■ TASK TO COMPLETE
Transcribe the following records in full, exactly as shown.
··· MATERIALS PROVIDED ···
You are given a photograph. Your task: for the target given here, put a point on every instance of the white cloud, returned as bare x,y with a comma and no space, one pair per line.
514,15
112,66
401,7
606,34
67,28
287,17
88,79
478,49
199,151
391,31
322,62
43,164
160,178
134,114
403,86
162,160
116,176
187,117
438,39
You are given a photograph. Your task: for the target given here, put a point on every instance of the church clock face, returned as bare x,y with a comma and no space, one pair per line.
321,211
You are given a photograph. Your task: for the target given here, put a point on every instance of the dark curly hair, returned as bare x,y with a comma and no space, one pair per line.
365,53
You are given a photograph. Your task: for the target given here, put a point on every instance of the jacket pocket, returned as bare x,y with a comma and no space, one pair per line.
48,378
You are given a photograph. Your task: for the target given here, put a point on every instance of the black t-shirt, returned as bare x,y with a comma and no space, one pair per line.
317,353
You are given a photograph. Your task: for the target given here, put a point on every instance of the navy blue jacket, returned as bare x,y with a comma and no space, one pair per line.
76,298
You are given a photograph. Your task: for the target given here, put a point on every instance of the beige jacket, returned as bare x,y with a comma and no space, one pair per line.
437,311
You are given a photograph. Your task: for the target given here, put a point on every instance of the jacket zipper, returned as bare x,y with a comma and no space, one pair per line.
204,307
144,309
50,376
···
■ SOLUTION
You are given a photograph. Your task: for the target given here, put a point on every instance of the white cloud, returned as bare x,y with a comma and no space, one pair per line.
514,15
112,66
401,7
606,34
67,28
287,17
88,79
478,49
199,151
391,31
322,62
43,164
160,178
134,114
403,86
162,160
116,176
187,117
438,39
You are given a photograph. Your task: for the target given here, put a point on every instance of the church clock face, returned as bare x,y with a comma and no space, one pair per line.
321,211
You are given a photograph. Your task: for the target given here, put a point on every instance of the dark curly hair, returned as bare x,y with a comma and no space, one pair per line.
365,53
You are given a photograph. Your task: for the target given here, put a point on every instance of the jacket pocket, returned as bare x,y with a comma and no space, one pair per line.
48,378
You are given a photograph. Your task: for the target given here, put a point on every instance of the black t-shirt, returned as bare x,y with a comma and no space, one pair per line.
317,353
You are given a photograph. Your task: for the target given here, put a point on every instance of the navy blue jacket, returned as bare x,y with a comma and no space, one pair per line.
76,298
You are given a photograph. Your task: for the target given here, put a point on every instance of the beige jacket, returned as bare x,y with a comma and no space, one pair per line.
437,311
You are given a photograph. Your task: for the target given here, put a point on every instance of the jacket zipper, returned as bare x,y with a comma and no space, one pair per line.
204,307
144,309
50,376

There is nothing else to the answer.